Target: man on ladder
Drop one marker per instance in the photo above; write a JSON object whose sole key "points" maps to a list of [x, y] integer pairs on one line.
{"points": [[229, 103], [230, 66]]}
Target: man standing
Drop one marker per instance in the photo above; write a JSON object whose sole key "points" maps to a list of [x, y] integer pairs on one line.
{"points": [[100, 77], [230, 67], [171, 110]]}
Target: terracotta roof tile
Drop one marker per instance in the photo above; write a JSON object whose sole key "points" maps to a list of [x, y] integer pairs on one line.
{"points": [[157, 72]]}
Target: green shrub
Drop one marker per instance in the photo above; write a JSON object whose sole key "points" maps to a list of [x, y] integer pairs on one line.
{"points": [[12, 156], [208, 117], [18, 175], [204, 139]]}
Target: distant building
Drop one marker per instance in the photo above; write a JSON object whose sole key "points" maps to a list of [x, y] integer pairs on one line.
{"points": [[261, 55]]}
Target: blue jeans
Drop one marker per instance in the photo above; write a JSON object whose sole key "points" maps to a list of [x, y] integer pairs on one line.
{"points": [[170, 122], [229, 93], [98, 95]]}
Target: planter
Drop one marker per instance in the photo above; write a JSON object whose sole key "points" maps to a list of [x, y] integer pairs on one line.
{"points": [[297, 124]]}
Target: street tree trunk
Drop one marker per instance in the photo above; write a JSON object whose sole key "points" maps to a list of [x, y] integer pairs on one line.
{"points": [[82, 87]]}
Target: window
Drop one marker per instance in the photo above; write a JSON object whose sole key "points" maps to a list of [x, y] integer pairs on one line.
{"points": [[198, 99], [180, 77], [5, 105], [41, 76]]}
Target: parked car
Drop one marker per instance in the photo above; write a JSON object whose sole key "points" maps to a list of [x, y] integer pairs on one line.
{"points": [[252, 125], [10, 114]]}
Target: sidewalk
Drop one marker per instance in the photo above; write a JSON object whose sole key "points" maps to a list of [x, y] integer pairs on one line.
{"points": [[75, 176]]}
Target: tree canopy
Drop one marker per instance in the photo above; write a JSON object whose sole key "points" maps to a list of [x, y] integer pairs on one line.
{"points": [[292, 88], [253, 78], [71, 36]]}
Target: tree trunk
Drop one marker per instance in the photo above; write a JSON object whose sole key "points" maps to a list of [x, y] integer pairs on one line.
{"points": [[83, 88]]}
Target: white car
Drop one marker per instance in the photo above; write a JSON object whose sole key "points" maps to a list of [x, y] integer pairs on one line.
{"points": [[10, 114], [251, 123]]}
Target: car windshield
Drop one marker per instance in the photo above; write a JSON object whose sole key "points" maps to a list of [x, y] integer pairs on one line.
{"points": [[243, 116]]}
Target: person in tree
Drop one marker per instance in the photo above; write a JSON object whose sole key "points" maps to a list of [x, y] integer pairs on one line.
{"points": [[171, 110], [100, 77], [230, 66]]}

____

Exercise prompt: Please rewrite the records from the line with "Target: parked car" through the end of the records, renaming "marker" to "pin" and leaving everything else unchanged.

Result for this exercise:
Target: parked car
Drop one pin per instance in the photo above; write a JSON object whose sole key "points" maps to a list of [x, y] integer pairs on one line.
{"points": [[252, 125], [10, 114]]}
Target: sidewalk
Drop one pin per instance in the photo above; write a JSON object whose sole key "points" maps to a list of [x, y] integer pairs on one line.
{"points": [[75, 176]]}
Target: tree canopy
Drop one pin per instance in the photo above; write a JSON object whose sole key "points" maps to a list of [x, y] integer pairs on one line.
{"points": [[292, 88], [253, 78], [71, 36]]}
Target: tree trunk
Drop one pin per instance in the photo above; write a JSON object whose sole key "points" maps to a list of [x, y] integer pairs on one line.
{"points": [[83, 88]]}
Target: white car
Drop one pin per instance in the photo above; write a JSON object whose sole key "points" maps to a list of [x, y] integer pairs on one line.
{"points": [[10, 114], [251, 123]]}
Target: car windshield
Drop one pin per instance in the photo above; write a JSON object whose sole key "points" maps to a list of [x, y] integer pairs on one line.
{"points": [[243, 116]]}
Target: person in tree
Drop one pin per instance in the photo above; write a JSON object whose sole key "points" maps to a list of [x, y] integer pairs on one line.
{"points": [[171, 110], [100, 77], [230, 66]]}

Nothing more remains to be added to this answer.